◆ **What the task asks**: Edit the lines below, putting "region" wherever "mask" occurs, and leave everything else unchanged.

★ ★ ★ ★ ★

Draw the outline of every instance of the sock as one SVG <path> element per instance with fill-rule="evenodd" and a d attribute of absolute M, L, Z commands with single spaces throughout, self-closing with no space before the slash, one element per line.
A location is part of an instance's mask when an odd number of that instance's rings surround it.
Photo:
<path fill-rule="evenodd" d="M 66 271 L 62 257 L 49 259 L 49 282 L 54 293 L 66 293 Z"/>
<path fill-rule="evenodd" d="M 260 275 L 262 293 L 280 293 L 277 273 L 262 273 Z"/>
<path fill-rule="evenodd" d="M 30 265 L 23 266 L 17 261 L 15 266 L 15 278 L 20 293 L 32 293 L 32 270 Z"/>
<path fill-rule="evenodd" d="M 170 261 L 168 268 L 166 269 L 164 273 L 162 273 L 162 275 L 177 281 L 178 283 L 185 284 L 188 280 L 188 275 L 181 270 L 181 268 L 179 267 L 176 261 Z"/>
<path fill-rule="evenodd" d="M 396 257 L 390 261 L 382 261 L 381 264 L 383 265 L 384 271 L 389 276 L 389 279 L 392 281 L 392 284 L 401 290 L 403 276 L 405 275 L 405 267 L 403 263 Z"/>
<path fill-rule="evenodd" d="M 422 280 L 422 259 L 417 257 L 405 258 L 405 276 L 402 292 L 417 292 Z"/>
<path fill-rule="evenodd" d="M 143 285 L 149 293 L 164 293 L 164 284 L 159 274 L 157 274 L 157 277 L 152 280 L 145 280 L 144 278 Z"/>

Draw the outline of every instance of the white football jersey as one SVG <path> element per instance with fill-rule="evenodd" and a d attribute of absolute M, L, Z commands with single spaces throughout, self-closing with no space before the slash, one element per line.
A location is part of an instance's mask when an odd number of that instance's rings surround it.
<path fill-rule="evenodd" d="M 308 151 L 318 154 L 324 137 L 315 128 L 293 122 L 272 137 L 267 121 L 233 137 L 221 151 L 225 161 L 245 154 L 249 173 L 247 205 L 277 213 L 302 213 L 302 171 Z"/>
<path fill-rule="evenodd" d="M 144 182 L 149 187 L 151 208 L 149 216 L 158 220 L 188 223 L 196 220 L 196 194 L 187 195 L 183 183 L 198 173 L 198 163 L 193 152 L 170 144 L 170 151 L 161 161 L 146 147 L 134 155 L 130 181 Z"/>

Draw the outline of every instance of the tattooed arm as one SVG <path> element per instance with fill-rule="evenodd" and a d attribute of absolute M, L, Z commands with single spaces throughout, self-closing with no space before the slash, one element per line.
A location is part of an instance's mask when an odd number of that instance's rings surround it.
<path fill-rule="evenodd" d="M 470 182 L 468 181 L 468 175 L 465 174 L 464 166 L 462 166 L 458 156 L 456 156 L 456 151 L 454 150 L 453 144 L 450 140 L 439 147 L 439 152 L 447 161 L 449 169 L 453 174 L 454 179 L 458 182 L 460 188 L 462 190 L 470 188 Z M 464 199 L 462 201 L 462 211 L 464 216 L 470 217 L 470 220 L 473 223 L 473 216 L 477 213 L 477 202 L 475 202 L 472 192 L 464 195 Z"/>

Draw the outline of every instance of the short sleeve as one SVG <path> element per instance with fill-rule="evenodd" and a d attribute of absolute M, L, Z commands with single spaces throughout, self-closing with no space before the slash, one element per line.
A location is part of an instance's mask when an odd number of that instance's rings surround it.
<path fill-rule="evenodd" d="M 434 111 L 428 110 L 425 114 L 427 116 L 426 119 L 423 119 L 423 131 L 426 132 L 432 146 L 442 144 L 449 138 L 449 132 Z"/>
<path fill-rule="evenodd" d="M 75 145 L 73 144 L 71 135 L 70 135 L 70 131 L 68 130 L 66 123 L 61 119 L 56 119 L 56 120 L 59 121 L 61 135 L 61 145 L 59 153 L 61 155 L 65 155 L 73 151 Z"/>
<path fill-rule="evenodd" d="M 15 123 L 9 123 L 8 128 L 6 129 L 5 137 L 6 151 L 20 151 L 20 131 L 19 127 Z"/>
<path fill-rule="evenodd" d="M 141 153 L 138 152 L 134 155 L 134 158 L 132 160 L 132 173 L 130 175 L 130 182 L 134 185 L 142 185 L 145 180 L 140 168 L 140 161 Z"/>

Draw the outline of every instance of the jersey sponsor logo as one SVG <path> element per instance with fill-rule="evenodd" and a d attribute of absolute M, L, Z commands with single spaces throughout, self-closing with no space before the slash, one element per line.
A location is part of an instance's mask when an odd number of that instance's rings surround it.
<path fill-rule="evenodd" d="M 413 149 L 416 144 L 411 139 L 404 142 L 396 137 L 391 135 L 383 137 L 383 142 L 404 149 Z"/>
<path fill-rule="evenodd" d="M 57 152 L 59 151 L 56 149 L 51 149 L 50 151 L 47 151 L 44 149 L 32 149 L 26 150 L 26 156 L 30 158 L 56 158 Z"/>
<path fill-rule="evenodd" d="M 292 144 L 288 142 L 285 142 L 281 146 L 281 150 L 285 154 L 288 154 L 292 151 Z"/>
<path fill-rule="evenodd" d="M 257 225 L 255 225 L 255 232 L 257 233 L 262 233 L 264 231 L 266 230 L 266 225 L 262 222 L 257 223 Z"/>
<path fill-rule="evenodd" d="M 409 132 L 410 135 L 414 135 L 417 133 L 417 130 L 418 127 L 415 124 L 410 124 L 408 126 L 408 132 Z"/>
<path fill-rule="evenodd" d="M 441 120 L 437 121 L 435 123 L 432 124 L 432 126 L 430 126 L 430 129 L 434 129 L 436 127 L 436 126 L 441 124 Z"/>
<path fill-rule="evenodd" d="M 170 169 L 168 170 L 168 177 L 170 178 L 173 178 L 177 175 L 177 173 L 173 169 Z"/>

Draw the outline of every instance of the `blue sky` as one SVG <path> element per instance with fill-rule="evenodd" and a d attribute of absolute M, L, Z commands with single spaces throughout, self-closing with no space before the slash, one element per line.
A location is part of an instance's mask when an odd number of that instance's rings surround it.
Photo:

★ ★ ★ ★ ★

◆ **Output below**:
Draw the outline of every instance of the sock as one SVG <path> element per instance with fill-rule="evenodd" and a d attribute of absolute M, L, Z commands with single spaces throughout, self-closing with no space before the slash, one element per line.
A location is part of an instance's region when an odd number of that instance's rings surround it.
Photo:
<path fill-rule="evenodd" d="M 66 271 L 62 257 L 49 259 L 49 282 L 54 293 L 66 293 Z"/>
<path fill-rule="evenodd" d="M 260 275 L 262 293 L 280 293 L 277 273 L 262 273 Z"/>
<path fill-rule="evenodd" d="M 30 265 L 23 266 L 17 261 L 15 266 L 15 278 L 20 293 L 32 293 L 32 270 Z"/>
<path fill-rule="evenodd" d="M 170 261 L 168 268 L 166 269 L 164 273 L 162 273 L 162 275 L 177 281 L 178 283 L 185 284 L 188 280 L 188 275 L 181 270 L 181 268 L 179 267 L 176 261 Z"/>
<path fill-rule="evenodd" d="M 396 257 L 390 261 L 382 261 L 381 264 L 383 265 L 384 271 L 389 276 L 389 279 L 392 281 L 392 284 L 401 290 L 403 276 L 405 275 L 405 267 L 403 263 Z"/>
<path fill-rule="evenodd" d="M 422 280 L 422 259 L 417 257 L 405 258 L 405 276 L 402 292 L 417 292 Z"/>
<path fill-rule="evenodd" d="M 143 285 L 149 293 L 164 293 L 164 284 L 159 274 L 157 274 L 157 277 L 152 280 L 145 280 L 144 278 Z"/>

Draw the outline of every instance of the white football jersey as one SVG <path> element per instance with fill-rule="evenodd" and a d attribute of absolute M, L, Z commands with single spaces throughout, self-closing with no space before the slash, one element per line.
A location is part of an instance's region when an odd number of that instance's rings surround it.
<path fill-rule="evenodd" d="M 308 151 L 318 154 L 324 137 L 315 128 L 293 122 L 272 137 L 267 121 L 233 137 L 221 151 L 225 161 L 245 154 L 249 173 L 247 205 L 277 213 L 302 213 L 302 171 Z"/>
<path fill-rule="evenodd" d="M 144 182 L 149 187 L 151 208 L 149 216 L 158 220 L 188 223 L 196 220 L 196 194 L 187 195 L 183 183 L 198 173 L 198 163 L 193 152 L 170 144 L 170 151 L 161 161 L 146 147 L 134 155 L 130 181 Z"/>

Draw the outline of every instance of the tattooed arm as one SVG <path> element per instance with fill-rule="evenodd" and a d attribute of absolute M, L, Z commands with single spaces throughout, self-closing with no space before the slash, one element per line.
A location is part of an instance's region when an odd number of that instance's rings surround it.
<path fill-rule="evenodd" d="M 470 182 L 468 181 L 468 175 L 465 174 L 464 166 L 462 166 L 458 156 L 456 156 L 456 151 L 454 150 L 453 144 L 450 140 L 439 147 L 439 152 L 447 161 L 449 169 L 453 174 L 454 179 L 458 182 L 460 188 L 462 190 L 470 188 Z M 464 199 L 462 201 L 462 211 L 464 216 L 470 217 L 470 220 L 473 223 L 473 216 L 477 213 L 477 202 L 475 202 L 472 192 L 464 195 Z"/>

Draw the outline of every instance of the short sleeve as one SVG <path> element per instance with fill-rule="evenodd" and a d attribute of absolute M, L, Z commands with single spaces throughout, self-closing with no space before the slash, one element per line.
A location is part of an instance's region when an odd number of that instance's rings surround it.
<path fill-rule="evenodd" d="M 434 111 L 428 110 L 425 114 L 427 116 L 426 119 L 423 119 L 423 131 L 426 132 L 432 146 L 442 144 L 449 138 L 449 132 Z"/>
<path fill-rule="evenodd" d="M 75 145 L 73 144 L 71 135 L 70 135 L 70 131 L 68 130 L 66 123 L 61 119 L 56 119 L 56 120 L 59 121 L 61 135 L 61 145 L 59 153 L 61 155 L 65 155 L 73 151 Z"/>
<path fill-rule="evenodd" d="M 15 123 L 9 123 L 8 128 L 6 129 L 5 137 L 6 151 L 20 151 L 20 131 L 19 127 Z"/>
<path fill-rule="evenodd" d="M 141 153 L 138 152 L 134 155 L 134 158 L 132 160 L 132 173 L 130 175 L 130 182 L 134 185 L 142 185 L 145 180 L 140 168 L 140 161 Z"/>

Draw the outline of every instance of the jersey sponsor logo as one SVG <path> element per instance with fill-rule="evenodd" and a d attribute of absolute M, L, Z commands with single spaces throughout, self-closing with no space before the slash, one element per line.
A location is part of an instance's region when an odd number of that instance's rings surround it.
<path fill-rule="evenodd" d="M 413 149 L 416 144 L 411 139 L 404 142 L 396 137 L 391 135 L 383 137 L 383 142 L 404 149 Z"/>
<path fill-rule="evenodd" d="M 57 152 L 59 151 L 56 149 L 51 149 L 50 151 L 47 151 L 44 149 L 32 149 L 26 150 L 26 156 L 30 158 L 56 158 Z"/>
<path fill-rule="evenodd" d="M 292 144 L 288 142 L 285 142 L 281 146 L 281 150 L 285 154 L 288 154 L 292 151 Z"/>
<path fill-rule="evenodd" d="M 257 225 L 255 225 L 255 232 L 257 233 L 262 233 L 264 231 L 266 230 L 266 225 L 262 222 L 257 223 Z"/>
<path fill-rule="evenodd" d="M 409 132 L 410 135 L 414 135 L 417 133 L 417 130 L 418 127 L 415 124 L 410 124 L 408 126 L 408 132 Z"/>
<path fill-rule="evenodd" d="M 441 120 L 437 121 L 435 123 L 432 124 L 432 126 L 430 126 L 430 129 L 434 129 L 436 127 L 436 126 L 441 124 Z"/>
<path fill-rule="evenodd" d="M 170 169 L 168 170 L 168 177 L 170 178 L 173 178 L 177 175 L 177 173 L 173 169 Z"/>

Draw the outline of every instance of the `blue sky` as one SVG <path> element per instance with fill-rule="evenodd" and a d attribute of absolute M, L, Z commands with single spaces throughout, self-closing with no space before the slash, one element per line.
A location is part of an instance's region when an odd number of that instance's rings surround it.
Photo:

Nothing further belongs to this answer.